— Written problem —
Tally the lines in the entries below that contain the string "windshield". Give only the number.

Records from a collection
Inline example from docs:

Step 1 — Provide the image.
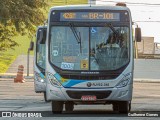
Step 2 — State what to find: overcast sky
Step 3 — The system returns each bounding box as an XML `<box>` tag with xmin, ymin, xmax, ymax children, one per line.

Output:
<box><xmin>96</xmin><ymin>0</ymin><xmax>160</xmax><ymax>43</ymax></box>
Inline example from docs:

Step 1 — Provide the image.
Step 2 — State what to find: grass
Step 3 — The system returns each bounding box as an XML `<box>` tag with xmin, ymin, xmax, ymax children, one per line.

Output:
<box><xmin>0</xmin><ymin>36</ymin><xmax>33</xmax><ymax>73</ymax></box>
<box><xmin>0</xmin><ymin>0</ymin><xmax>88</xmax><ymax>73</ymax></box>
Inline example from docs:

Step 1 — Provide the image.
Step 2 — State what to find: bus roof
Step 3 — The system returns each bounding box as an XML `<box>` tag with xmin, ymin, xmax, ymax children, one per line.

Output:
<box><xmin>50</xmin><ymin>5</ymin><xmax>130</xmax><ymax>12</ymax></box>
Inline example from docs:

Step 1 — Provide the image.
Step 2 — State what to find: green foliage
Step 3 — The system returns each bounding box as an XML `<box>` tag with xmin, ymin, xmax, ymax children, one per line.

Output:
<box><xmin>0</xmin><ymin>0</ymin><xmax>47</xmax><ymax>51</ymax></box>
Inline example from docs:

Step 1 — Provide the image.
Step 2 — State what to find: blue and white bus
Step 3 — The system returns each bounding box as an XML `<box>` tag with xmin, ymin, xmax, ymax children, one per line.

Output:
<box><xmin>34</xmin><ymin>26</ymin><xmax>47</xmax><ymax>101</ymax></box>
<box><xmin>43</xmin><ymin>4</ymin><xmax>141</xmax><ymax>113</ymax></box>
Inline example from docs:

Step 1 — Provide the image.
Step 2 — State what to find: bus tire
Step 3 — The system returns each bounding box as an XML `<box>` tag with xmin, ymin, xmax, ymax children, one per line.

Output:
<box><xmin>65</xmin><ymin>101</ymin><xmax>74</xmax><ymax>112</ymax></box>
<box><xmin>51</xmin><ymin>101</ymin><xmax>63</xmax><ymax>114</ymax></box>
<box><xmin>112</xmin><ymin>103</ymin><xmax>119</xmax><ymax>112</ymax></box>
<box><xmin>119</xmin><ymin>101</ymin><xmax>131</xmax><ymax>114</ymax></box>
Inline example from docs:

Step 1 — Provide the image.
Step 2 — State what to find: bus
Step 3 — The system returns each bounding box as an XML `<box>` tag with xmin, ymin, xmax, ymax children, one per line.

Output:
<box><xmin>34</xmin><ymin>26</ymin><xmax>47</xmax><ymax>102</ymax></box>
<box><xmin>42</xmin><ymin>4</ymin><xmax>141</xmax><ymax>113</ymax></box>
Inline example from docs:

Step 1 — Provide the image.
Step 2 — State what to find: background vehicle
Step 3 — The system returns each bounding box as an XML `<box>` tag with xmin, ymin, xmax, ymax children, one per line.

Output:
<box><xmin>43</xmin><ymin>5</ymin><xmax>141</xmax><ymax>113</ymax></box>
<box><xmin>34</xmin><ymin>26</ymin><xmax>47</xmax><ymax>101</ymax></box>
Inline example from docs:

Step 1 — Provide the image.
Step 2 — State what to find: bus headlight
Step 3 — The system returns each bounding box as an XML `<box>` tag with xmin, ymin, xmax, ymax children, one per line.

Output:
<box><xmin>35</xmin><ymin>73</ymin><xmax>44</xmax><ymax>83</ymax></box>
<box><xmin>47</xmin><ymin>73</ymin><xmax>61</xmax><ymax>87</ymax></box>
<box><xmin>116</xmin><ymin>73</ymin><xmax>132</xmax><ymax>88</ymax></box>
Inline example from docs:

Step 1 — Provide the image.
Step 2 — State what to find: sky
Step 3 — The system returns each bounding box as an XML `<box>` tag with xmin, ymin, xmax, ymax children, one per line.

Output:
<box><xmin>96</xmin><ymin>0</ymin><xmax>160</xmax><ymax>43</ymax></box>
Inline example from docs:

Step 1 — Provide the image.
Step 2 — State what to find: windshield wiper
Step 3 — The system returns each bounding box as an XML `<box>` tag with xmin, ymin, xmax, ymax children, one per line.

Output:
<box><xmin>69</xmin><ymin>23</ymin><xmax>82</xmax><ymax>53</ymax></box>
<box><xmin>106</xmin><ymin>23</ymin><xmax>119</xmax><ymax>38</ymax></box>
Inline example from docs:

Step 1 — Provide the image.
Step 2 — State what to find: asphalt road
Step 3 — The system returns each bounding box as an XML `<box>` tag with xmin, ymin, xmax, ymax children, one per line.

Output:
<box><xmin>0</xmin><ymin>78</ymin><xmax>160</xmax><ymax>120</ymax></box>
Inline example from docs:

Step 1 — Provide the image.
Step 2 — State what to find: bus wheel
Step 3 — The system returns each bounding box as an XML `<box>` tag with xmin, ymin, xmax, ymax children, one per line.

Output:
<box><xmin>52</xmin><ymin>101</ymin><xmax>63</xmax><ymax>114</ymax></box>
<box><xmin>65</xmin><ymin>101</ymin><xmax>74</xmax><ymax>112</ymax></box>
<box><xmin>119</xmin><ymin>101</ymin><xmax>131</xmax><ymax>113</ymax></box>
<box><xmin>112</xmin><ymin>103</ymin><xmax>119</xmax><ymax>112</ymax></box>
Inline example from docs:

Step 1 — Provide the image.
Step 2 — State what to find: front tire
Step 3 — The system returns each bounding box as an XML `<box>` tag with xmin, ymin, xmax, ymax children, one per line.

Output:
<box><xmin>51</xmin><ymin>101</ymin><xmax>63</xmax><ymax>114</ymax></box>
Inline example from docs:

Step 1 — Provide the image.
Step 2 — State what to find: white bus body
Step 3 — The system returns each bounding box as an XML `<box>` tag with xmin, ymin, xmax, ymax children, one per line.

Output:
<box><xmin>46</xmin><ymin>6</ymin><xmax>140</xmax><ymax>113</ymax></box>
<box><xmin>34</xmin><ymin>26</ymin><xmax>47</xmax><ymax>100</ymax></box>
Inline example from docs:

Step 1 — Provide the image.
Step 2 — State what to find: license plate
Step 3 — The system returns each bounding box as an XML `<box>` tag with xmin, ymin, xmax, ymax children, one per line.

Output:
<box><xmin>81</xmin><ymin>95</ymin><xmax>97</xmax><ymax>101</ymax></box>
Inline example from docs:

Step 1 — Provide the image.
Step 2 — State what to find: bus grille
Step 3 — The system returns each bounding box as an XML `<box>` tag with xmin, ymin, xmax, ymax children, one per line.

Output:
<box><xmin>66</xmin><ymin>90</ymin><xmax>112</xmax><ymax>99</ymax></box>
<box><xmin>61</xmin><ymin>74</ymin><xmax>118</xmax><ymax>80</ymax></box>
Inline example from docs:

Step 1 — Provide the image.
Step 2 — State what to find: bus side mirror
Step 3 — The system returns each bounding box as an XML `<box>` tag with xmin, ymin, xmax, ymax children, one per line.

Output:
<box><xmin>135</xmin><ymin>27</ymin><xmax>141</xmax><ymax>42</ymax></box>
<box><xmin>38</xmin><ymin>29</ymin><xmax>46</xmax><ymax>44</ymax></box>
<box><xmin>28</xmin><ymin>41</ymin><xmax>34</xmax><ymax>50</ymax></box>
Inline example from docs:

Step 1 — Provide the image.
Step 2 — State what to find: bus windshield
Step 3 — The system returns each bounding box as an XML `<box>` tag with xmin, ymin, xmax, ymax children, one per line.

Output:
<box><xmin>36</xmin><ymin>44</ymin><xmax>46</xmax><ymax>69</ymax></box>
<box><xmin>49</xmin><ymin>26</ymin><xmax>129</xmax><ymax>71</ymax></box>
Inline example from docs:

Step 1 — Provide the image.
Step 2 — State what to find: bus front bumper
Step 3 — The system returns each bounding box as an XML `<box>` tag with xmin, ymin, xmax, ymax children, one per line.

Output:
<box><xmin>47</xmin><ymin>84</ymin><xmax>133</xmax><ymax>102</ymax></box>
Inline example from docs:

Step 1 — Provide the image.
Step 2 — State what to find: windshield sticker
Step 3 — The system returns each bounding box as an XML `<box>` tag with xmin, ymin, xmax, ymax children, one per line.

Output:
<box><xmin>61</xmin><ymin>62</ymin><xmax>74</xmax><ymax>70</ymax></box>
<box><xmin>63</xmin><ymin>56</ymin><xmax>76</xmax><ymax>62</ymax></box>
<box><xmin>81</xmin><ymin>60</ymin><xmax>88</xmax><ymax>70</ymax></box>
<box><xmin>91</xmin><ymin>27</ymin><xmax>97</xmax><ymax>33</ymax></box>
<box><xmin>52</xmin><ymin>50</ymin><xmax>58</xmax><ymax>56</ymax></box>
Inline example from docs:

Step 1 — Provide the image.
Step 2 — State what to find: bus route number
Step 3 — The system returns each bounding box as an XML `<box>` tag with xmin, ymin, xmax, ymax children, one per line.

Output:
<box><xmin>89</xmin><ymin>13</ymin><xmax>114</xmax><ymax>19</ymax></box>
<box><xmin>61</xmin><ymin>62</ymin><xmax>74</xmax><ymax>70</ymax></box>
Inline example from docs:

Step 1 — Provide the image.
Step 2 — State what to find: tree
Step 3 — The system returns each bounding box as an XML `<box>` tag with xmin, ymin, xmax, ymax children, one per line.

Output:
<box><xmin>0</xmin><ymin>0</ymin><xmax>47</xmax><ymax>51</ymax></box>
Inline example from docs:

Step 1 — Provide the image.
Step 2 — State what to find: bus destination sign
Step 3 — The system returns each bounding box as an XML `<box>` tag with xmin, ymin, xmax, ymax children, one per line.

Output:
<box><xmin>60</xmin><ymin>12</ymin><xmax>120</xmax><ymax>21</ymax></box>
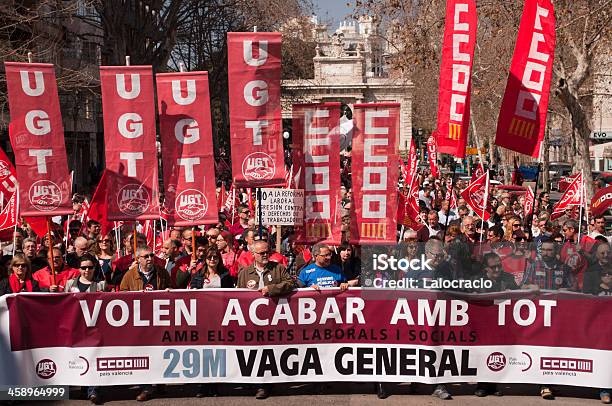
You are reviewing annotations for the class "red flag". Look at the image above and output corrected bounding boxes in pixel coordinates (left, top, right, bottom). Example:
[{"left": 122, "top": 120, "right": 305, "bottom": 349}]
[
  {"left": 591, "top": 186, "right": 612, "bottom": 216},
  {"left": 427, "top": 135, "right": 439, "bottom": 178},
  {"left": 495, "top": 0, "right": 555, "bottom": 157},
  {"left": 227, "top": 32, "right": 285, "bottom": 187},
  {"left": 351, "top": 103, "right": 400, "bottom": 244},
  {"left": 100, "top": 66, "right": 159, "bottom": 221},
  {"left": 156, "top": 72, "right": 219, "bottom": 227},
  {"left": 524, "top": 186, "right": 534, "bottom": 217},
  {"left": 461, "top": 171, "right": 491, "bottom": 221},
  {"left": 0, "top": 148, "right": 17, "bottom": 203},
  {"left": 0, "top": 193, "right": 19, "bottom": 230},
  {"left": 5, "top": 62, "right": 72, "bottom": 216},
  {"left": 470, "top": 162, "right": 484, "bottom": 182},
  {"left": 550, "top": 173, "right": 582, "bottom": 220},
  {"left": 217, "top": 182, "right": 227, "bottom": 211},
  {"left": 397, "top": 193, "right": 424, "bottom": 231},
  {"left": 436, "top": 0, "right": 478, "bottom": 158},
  {"left": 407, "top": 138, "right": 418, "bottom": 179},
  {"left": 292, "top": 103, "right": 342, "bottom": 245}
]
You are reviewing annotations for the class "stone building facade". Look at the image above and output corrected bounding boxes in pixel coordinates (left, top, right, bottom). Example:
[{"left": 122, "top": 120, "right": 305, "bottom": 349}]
[{"left": 282, "top": 17, "right": 413, "bottom": 151}]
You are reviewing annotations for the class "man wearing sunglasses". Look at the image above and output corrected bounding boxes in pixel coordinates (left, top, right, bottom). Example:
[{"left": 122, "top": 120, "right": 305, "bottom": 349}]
[
  {"left": 236, "top": 240, "right": 294, "bottom": 399},
  {"left": 120, "top": 245, "right": 170, "bottom": 292},
  {"left": 229, "top": 204, "right": 251, "bottom": 237}
]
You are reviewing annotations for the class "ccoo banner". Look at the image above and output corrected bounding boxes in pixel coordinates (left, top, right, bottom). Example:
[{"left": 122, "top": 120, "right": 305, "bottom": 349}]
[
  {"left": 495, "top": 0, "right": 555, "bottom": 158},
  {"left": 0, "top": 288, "right": 612, "bottom": 388},
  {"left": 100, "top": 66, "right": 159, "bottom": 220},
  {"left": 227, "top": 32, "right": 285, "bottom": 187},
  {"left": 351, "top": 103, "right": 400, "bottom": 245},
  {"left": 156, "top": 72, "right": 219, "bottom": 226},
  {"left": 436, "top": 0, "right": 478, "bottom": 158},
  {"left": 4, "top": 62, "right": 72, "bottom": 216},
  {"left": 292, "top": 103, "right": 341, "bottom": 245}
]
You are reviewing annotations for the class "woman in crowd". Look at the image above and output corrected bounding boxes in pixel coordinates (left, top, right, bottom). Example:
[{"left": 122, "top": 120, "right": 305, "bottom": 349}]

— Result —
3